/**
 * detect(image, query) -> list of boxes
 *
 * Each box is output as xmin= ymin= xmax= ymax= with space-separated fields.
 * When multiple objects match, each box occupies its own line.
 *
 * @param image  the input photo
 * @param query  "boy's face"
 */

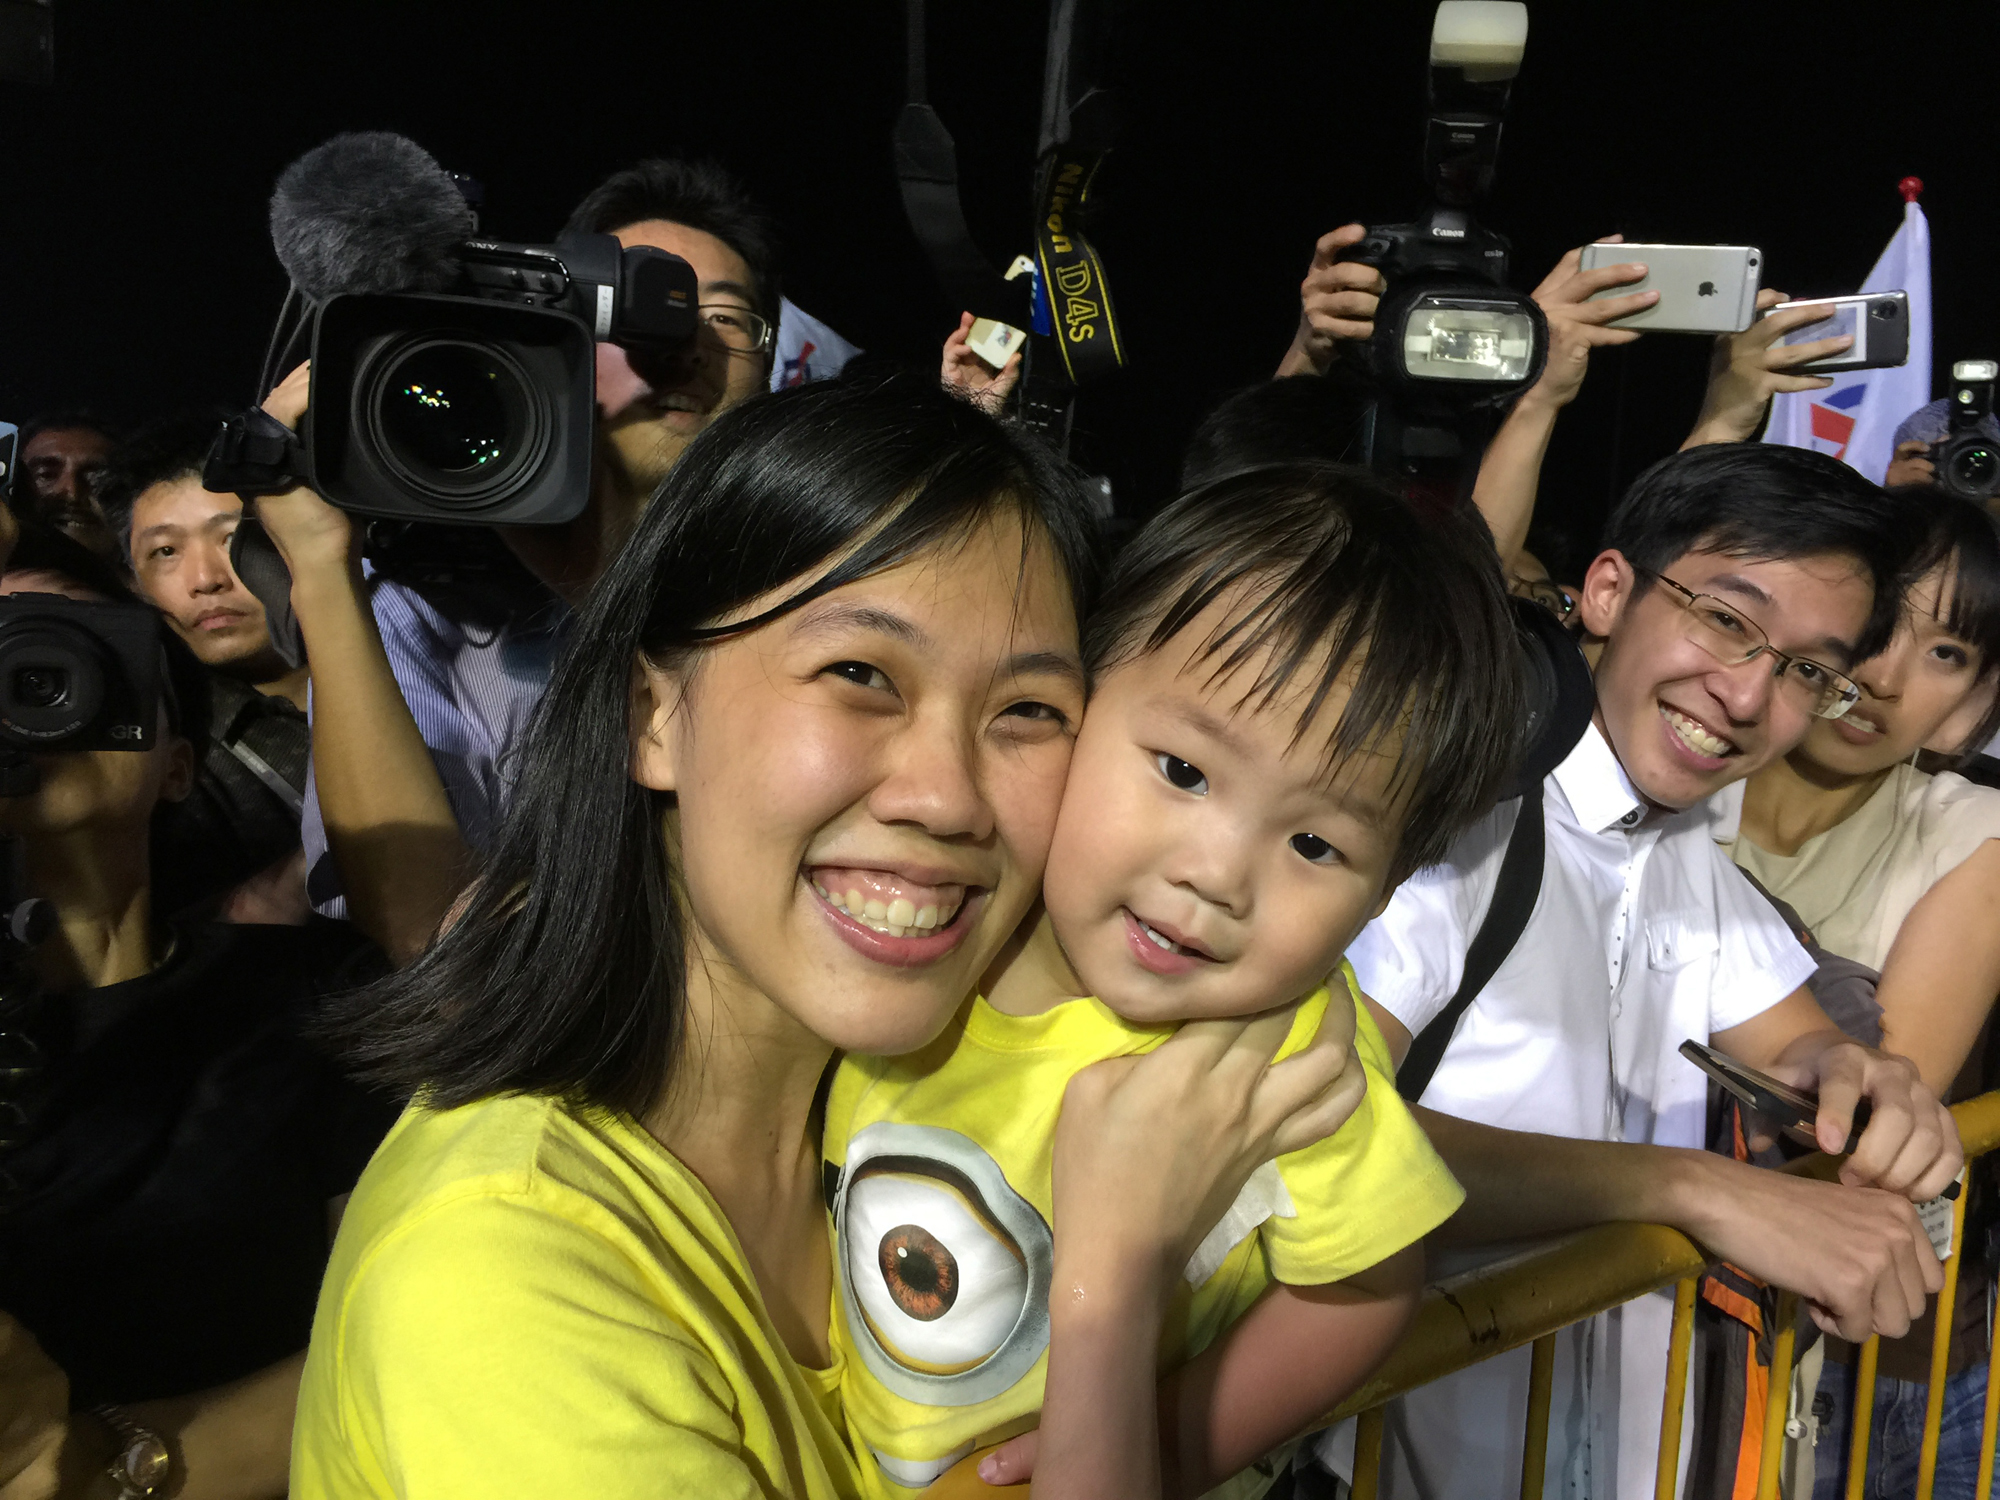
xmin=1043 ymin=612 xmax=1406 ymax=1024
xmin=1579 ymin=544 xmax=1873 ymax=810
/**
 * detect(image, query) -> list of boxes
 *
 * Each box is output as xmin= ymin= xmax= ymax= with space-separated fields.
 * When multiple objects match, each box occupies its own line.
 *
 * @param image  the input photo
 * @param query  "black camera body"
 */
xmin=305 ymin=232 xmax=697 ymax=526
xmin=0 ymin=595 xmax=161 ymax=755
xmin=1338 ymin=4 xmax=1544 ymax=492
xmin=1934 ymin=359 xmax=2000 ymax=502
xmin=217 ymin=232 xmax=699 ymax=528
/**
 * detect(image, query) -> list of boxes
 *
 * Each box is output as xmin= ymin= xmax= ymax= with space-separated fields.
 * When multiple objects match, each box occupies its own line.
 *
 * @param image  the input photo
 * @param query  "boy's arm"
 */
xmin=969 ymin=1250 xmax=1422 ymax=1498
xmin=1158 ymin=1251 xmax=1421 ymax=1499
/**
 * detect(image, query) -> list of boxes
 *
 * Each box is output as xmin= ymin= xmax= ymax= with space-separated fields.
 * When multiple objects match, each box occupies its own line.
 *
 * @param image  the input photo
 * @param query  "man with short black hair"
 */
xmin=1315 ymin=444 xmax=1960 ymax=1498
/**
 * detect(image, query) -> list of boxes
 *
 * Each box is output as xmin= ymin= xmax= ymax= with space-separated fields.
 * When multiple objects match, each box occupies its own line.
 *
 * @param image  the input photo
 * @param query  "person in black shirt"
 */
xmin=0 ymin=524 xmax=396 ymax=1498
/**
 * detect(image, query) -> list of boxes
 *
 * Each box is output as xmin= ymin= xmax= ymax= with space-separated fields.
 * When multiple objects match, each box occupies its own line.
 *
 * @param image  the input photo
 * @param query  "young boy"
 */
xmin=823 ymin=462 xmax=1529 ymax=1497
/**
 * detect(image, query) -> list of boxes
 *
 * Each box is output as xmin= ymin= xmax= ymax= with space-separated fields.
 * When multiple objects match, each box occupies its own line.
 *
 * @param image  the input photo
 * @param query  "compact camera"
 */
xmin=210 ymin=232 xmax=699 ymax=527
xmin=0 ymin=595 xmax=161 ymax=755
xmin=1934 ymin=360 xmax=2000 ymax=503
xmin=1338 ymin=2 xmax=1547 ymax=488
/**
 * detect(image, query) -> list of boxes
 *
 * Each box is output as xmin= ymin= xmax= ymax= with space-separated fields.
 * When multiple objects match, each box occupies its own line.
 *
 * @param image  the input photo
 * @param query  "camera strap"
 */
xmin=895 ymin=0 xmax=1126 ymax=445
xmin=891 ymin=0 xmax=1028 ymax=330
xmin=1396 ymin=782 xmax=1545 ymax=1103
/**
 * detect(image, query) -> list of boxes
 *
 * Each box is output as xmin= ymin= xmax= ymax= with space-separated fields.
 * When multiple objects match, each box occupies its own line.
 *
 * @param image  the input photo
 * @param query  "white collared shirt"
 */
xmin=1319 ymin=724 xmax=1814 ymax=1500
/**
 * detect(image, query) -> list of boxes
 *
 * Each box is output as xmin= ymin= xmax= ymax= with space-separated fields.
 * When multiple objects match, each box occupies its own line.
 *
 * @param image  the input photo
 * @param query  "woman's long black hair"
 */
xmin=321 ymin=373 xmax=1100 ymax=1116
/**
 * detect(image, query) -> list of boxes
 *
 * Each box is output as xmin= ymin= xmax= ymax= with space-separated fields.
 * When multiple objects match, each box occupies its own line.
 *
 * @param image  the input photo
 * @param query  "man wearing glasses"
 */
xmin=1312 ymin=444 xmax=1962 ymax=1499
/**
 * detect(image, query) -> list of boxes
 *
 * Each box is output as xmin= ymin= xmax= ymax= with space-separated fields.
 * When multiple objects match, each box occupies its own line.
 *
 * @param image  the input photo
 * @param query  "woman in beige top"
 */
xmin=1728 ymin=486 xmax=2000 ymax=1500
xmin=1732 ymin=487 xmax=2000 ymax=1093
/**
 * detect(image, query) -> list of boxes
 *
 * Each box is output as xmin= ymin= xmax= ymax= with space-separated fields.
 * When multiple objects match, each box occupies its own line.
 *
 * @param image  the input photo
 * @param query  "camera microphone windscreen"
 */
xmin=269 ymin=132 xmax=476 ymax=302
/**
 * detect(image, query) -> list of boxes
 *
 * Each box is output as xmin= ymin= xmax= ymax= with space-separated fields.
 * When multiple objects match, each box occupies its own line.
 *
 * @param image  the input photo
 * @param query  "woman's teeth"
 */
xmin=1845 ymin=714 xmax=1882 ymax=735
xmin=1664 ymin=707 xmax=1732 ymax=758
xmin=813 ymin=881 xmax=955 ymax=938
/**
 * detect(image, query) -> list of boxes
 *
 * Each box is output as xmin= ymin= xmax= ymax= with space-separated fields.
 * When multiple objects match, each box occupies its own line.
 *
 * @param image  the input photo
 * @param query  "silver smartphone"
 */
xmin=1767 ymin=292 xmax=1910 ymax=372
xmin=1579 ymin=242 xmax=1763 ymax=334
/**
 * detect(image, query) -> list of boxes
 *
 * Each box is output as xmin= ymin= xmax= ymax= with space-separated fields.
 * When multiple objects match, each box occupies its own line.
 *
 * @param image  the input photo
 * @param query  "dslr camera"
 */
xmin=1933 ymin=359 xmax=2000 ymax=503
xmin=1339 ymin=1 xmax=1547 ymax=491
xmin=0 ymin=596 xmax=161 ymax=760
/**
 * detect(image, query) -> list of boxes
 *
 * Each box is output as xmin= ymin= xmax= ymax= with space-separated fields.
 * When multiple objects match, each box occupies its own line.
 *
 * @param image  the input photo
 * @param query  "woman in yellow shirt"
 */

..............................

* [WORK ITEM]:
Filter the material above down to the lines that hold the word "woman".

* [REPLY]:
 * @param query  "woman's long black hair"
 * @param query  "woman in beige top"
 * @param query  "woman's teeth"
 * @param query  "woman in yellow shirt"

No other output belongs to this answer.